## Problem to solve:
Please update the data below by replacing "Target" with "Label" wherever it appears, keeping everything else the same.

* Start Extracted material *

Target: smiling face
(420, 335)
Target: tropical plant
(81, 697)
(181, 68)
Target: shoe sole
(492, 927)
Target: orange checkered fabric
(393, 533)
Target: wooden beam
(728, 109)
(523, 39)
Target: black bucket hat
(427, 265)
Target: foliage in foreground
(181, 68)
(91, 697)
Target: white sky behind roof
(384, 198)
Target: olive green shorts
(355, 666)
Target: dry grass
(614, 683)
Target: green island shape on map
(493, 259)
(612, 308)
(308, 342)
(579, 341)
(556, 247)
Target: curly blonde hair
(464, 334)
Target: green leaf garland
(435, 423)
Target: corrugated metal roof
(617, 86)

* End Extracted material *

## Exercise solution:
Label: smiling face
(420, 335)
Label: tropical plant
(81, 697)
(181, 68)
Label: shoe sole
(492, 927)
Label: orange checkered fabric
(393, 533)
Label: wooden beam
(728, 109)
(523, 39)
Label: black bucket hat
(427, 265)
Label: foliage in foreground
(181, 68)
(91, 697)
Label: white sky behind roof
(384, 198)
Label: olive green shorts
(355, 666)
Label: dry grass
(614, 683)
Label: green island shape on map
(493, 259)
(612, 308)
(308, 342)
(579, 341)
(556, 247)
Label: curly blonde hair
(464, 334)
Label: green leaf garland
(435, 423)
Label: corrugated metal roof
(617, 86)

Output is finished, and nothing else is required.